→ **WORK REQUEST**
For the entries that follow, report how many lines include the word "blurred" and add nothing.

DATA UNDER STUDY below:

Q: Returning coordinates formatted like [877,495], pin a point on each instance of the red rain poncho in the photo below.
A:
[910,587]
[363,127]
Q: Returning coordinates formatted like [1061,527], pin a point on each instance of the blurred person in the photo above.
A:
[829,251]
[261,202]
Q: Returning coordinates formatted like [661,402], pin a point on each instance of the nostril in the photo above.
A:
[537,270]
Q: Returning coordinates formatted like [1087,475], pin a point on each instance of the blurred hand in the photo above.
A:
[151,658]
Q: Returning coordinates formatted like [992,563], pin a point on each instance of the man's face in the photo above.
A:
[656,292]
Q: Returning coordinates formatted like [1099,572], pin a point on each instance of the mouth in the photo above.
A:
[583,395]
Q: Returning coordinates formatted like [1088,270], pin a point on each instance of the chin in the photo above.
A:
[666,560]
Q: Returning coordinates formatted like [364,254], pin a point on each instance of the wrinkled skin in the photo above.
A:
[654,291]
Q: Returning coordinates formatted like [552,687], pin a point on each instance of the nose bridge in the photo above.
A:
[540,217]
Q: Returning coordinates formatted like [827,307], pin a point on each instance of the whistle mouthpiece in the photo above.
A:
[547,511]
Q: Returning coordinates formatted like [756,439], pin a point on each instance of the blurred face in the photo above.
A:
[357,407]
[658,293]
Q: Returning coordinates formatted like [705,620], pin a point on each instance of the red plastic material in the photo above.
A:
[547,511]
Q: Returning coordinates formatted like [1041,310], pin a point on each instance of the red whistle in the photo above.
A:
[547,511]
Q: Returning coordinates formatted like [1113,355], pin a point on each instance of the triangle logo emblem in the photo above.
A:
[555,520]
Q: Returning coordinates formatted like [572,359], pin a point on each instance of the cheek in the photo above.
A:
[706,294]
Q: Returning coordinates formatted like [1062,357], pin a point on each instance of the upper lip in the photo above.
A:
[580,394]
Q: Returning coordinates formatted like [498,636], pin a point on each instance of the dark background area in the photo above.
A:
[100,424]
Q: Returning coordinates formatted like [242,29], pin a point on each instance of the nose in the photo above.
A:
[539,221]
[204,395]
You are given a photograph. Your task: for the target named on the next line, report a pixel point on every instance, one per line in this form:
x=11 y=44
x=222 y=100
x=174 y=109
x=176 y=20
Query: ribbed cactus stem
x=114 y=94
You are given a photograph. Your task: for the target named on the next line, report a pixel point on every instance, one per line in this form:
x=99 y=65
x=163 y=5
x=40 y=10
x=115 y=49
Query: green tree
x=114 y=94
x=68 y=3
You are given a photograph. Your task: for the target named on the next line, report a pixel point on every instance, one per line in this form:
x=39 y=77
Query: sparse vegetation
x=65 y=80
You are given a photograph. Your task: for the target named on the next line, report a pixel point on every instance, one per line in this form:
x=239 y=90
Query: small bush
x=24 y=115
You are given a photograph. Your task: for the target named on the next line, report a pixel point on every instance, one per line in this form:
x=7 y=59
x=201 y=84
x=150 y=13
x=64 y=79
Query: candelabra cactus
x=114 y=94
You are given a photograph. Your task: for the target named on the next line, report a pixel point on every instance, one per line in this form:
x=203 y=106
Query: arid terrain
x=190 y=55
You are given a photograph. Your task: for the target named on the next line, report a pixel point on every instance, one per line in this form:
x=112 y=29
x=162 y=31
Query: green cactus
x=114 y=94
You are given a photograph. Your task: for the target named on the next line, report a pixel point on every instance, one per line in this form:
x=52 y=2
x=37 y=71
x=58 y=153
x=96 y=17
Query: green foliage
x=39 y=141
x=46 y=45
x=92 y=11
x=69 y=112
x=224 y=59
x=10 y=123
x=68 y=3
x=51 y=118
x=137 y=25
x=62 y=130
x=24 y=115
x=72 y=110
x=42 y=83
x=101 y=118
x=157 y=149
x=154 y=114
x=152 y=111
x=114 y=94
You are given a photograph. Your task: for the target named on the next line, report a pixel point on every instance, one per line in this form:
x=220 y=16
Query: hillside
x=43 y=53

End of DATA UNDER STUDY.

→ **RESULT FOR THIS TASK**
3